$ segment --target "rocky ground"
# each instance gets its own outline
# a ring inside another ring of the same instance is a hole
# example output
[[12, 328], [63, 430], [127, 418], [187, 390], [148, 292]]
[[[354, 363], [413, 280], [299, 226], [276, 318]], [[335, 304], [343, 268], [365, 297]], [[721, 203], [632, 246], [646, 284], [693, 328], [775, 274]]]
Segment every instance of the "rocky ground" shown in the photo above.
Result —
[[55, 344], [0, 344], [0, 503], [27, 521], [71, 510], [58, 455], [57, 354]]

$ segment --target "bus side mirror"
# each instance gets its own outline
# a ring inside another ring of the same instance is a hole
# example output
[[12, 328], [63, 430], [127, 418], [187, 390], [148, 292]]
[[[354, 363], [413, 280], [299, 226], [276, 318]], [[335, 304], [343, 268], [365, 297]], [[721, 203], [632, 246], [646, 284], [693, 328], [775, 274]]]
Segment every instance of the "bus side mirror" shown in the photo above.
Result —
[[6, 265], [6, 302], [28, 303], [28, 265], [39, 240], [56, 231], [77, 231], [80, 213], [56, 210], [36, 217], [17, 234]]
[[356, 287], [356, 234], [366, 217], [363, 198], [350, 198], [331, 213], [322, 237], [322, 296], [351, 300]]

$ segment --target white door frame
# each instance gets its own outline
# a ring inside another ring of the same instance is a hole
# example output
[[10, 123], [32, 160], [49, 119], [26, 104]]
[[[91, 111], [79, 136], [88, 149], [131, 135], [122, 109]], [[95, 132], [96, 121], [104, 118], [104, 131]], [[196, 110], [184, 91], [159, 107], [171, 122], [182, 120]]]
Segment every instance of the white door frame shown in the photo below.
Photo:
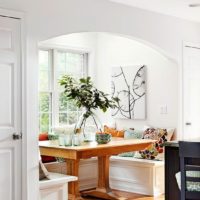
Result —
[[183, 41], [182, 43], [182, 70], [181, 70], [181, 84], [182, 84], [182, 94], [181, 94], [181, 108], [182, 108], [182, 115], [181, 115], [181, 136], [179, 139], [183, 139], [184, 134], [185, 134], [185, 101], [184, 101], [184, 97], [185, 97], [185, 79], [184, 79], [184, 55], [185, 55], [185, 48], [186, 47], [196, 47], [200, 49], [200, 43], [199, 42], [188, 42], [188, 41]]
[[10, 17], [20, 20], [20, 35], [21, 35], [21, 78], [22, 78], [22, 200], [28, 200], [28, 192], [27, 192], [27, 177], [28, 177], [28, 170], [27, 170], [27, 120], [26, 120], [26, 37], [25, 37], [25, 14], [22, 12], [7, 10], [0, 8], [0, 16], [3, 17]]

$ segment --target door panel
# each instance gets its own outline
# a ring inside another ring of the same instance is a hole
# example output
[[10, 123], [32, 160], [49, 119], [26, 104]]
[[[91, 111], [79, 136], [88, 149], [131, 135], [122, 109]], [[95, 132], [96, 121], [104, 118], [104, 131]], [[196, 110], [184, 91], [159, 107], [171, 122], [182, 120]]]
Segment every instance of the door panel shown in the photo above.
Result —
[[11, 49], [12, 31], [0, 28], [0, 49]]
[[22, 200], [20, 20], [0, 17], [0, 199]]
[[0, 193], [1, 195], [8, 200], [12, 200], [12, 183], [13, 181], [13, 151], [12, 149], [0, 149], [0, 163], [1, 163], [1, 171], [0, 171], [0, 177], [1, 177], [1, 185], [6, 185], [7, 190], [3, 190], [3, 187], [0, 187]]
[[200, 49], [184, 48], [184, 138], [200, 133]]
[[[13, 124], [13, 67], [9, 64], [0, 63], [0, 127], [12, 127]], [[1, 136], [0, 136], [1, 137]]]

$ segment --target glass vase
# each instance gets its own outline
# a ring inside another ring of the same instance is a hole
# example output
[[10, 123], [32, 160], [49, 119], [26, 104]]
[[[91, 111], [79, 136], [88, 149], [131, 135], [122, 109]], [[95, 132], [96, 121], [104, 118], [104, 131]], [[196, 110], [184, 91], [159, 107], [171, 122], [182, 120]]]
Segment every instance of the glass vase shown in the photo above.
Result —
[[79, 117], [76, 129], [80, 129], [85, 142], [95, 141], [96, 132], [102, 132], [102, 123], [94, 112], [84, 111]]

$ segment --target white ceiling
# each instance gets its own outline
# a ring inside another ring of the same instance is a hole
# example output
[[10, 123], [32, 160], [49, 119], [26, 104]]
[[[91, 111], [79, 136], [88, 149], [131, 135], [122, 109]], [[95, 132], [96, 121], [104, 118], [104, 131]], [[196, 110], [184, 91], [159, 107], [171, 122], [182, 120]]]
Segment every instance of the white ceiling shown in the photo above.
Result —
[[200, 22], [200, 6], [189, 7], [189, 4], [200, 5], [200, 0], [110, 0], [110, 1]]

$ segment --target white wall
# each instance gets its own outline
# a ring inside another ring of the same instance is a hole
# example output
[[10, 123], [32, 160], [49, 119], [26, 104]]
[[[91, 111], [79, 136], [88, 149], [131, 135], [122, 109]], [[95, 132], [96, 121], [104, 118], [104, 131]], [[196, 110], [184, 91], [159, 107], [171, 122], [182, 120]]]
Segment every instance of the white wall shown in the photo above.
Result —
[[106, 0], [0, 0], [0, 7], [26, 14], [28, 196], [25, 200], [35, 200], [38, 191], [38, 41], [68, 33], [100, 31], [136, 37], [162, 49], [179, 64], [178, 120], [181, 132], [182, 41], [200, 42], [199, 23], [122, 6]]
[[[146, 120], [116, 119], [119, 128], [178, 127], [178, 65], [154, 49], [137, 41], [111, 34], [98, 34], [97, 87], [110, 93], [111, 68], [144, 64], [147, 66]], [[168, 114], [160, 114], [160, 106], [166, 105]], [[111, 114], [102, 114], [105, 122]]]

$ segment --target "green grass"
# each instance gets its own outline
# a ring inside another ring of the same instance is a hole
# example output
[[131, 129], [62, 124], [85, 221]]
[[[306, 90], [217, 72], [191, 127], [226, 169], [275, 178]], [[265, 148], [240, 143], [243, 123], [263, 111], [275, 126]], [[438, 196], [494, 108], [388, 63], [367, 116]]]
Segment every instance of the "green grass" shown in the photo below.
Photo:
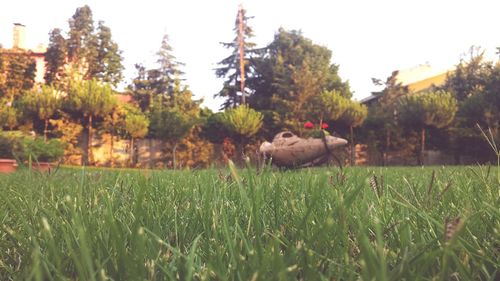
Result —
[[0, 280], [498, 280], [498, 172], [0, 175]]

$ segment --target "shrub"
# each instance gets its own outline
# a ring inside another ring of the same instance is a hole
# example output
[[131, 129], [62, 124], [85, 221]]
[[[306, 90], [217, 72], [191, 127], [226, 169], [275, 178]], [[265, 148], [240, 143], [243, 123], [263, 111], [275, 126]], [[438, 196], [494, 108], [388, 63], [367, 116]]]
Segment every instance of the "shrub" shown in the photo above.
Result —
[[0, 132], [0, 158], [16, 158], [20, 152], [20, 139], [18, 134]]
[[43, 162], [52, 162], [64, 155], [64, 147], [57, 139], [44, 142], [42, 138], [26, 137], [22, 142], [22, 160], [32, 159]]
[[13, 158], [12, 142], [4, 135], [0, 135], [0, 158]]

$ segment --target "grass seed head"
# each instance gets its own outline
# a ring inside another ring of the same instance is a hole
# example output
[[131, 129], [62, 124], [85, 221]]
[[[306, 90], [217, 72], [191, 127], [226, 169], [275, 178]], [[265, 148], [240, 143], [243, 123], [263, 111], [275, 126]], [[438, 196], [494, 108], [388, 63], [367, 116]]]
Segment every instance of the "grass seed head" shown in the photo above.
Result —
[[445, 242], [450, 242], [455, 238], [456, 233], [461, 228], [460, 217], [445, 220]]

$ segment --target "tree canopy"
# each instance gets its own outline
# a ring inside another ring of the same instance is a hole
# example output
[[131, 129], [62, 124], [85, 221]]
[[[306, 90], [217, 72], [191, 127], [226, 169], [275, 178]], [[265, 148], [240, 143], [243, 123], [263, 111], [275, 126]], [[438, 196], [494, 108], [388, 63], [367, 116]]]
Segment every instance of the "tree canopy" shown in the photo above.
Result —
[[114, 86], [121, 82], [123, 58], [111, 29], [99, 21], [96, 30], [92, 10], [87, 5], [77, 8], [68, 23], [68, 38], [64, 38], [59, 28], [49, 33], [46, 82], [63, 83], [67, 64], [85, 80], [97, 79]]
[[457, 101], [448, 92], [409, 94], [399, 99], [398, 121], [414, 130], [420, 130], [419, 164], [423, 164], [425, 129], [443, 128], [451, 124], [457, 112]]
[[142, 64], [135, 65], [137, 76], [128, 86], [134, 100], [145, 112], [151, 111], [158, 98], [172, 99], [178, 86], [176, 84], [180, 83], [180, 76], [183, 74], [180, 70], [183, 63], [178, 62], [172, 54], [167, 34], [163, 36], [156, 57], [156, 66], [153, 68], [148, 69]]
[[314, 99], [336, 91], [350, 98], [349, 84], [338, 75], [338, 65], [331, 63], [332, 52], [314, 44], [298, 31], [280, 29], [263, 55], [255, 58], [255, 79], [249, 81], [254, 94], [250, 105], [277, 113], [279, 122], [303, 122]]

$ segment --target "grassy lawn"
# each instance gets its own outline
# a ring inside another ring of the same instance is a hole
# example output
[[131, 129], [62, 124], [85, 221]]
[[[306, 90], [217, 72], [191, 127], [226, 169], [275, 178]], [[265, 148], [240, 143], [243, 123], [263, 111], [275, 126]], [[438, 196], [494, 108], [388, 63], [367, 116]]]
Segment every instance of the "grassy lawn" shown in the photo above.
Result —
[[499, 173], [0, 175], [0, 280], [499, 280]]

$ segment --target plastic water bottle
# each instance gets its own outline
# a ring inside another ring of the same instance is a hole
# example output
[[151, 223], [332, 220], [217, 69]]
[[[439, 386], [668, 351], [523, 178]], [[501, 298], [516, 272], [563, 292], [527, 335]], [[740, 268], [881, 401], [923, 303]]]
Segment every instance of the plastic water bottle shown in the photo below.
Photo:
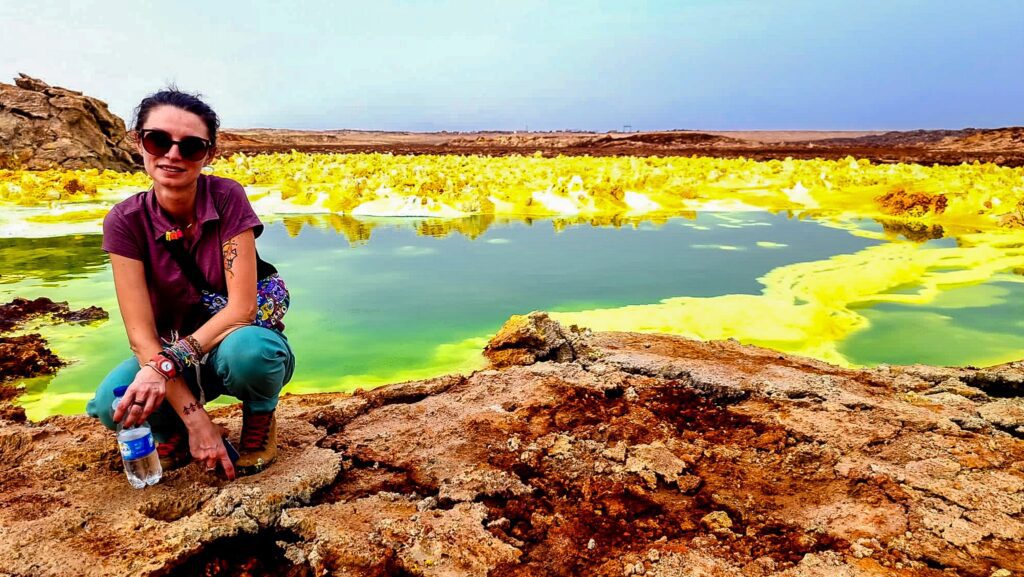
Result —
[[[114, 411], [117, 410], [117, 405], [127, 390], [126, 386], [114, 389], [114, 404], [111, 405]], [[124, 474], [127, 475], [132, 487], [141, 489], [146, 485], [160, 482], [164, 471], [160, 466], [160, 456], [156, 453], [156, 442], [153, 440], [153, 431], [148, 422], [143, 421], [134, 427], [122, 427], [118, 423], [117, 447], [121, 450]]]

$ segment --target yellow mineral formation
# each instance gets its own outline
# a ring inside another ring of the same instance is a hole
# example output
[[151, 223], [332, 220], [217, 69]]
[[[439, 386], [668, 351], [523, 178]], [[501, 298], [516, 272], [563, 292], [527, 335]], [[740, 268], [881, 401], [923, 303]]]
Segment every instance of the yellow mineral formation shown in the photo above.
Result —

> Exercise objective
Work through the records line by line and tally those holding "above". Reply with the number alone.

> Result of this exercise
11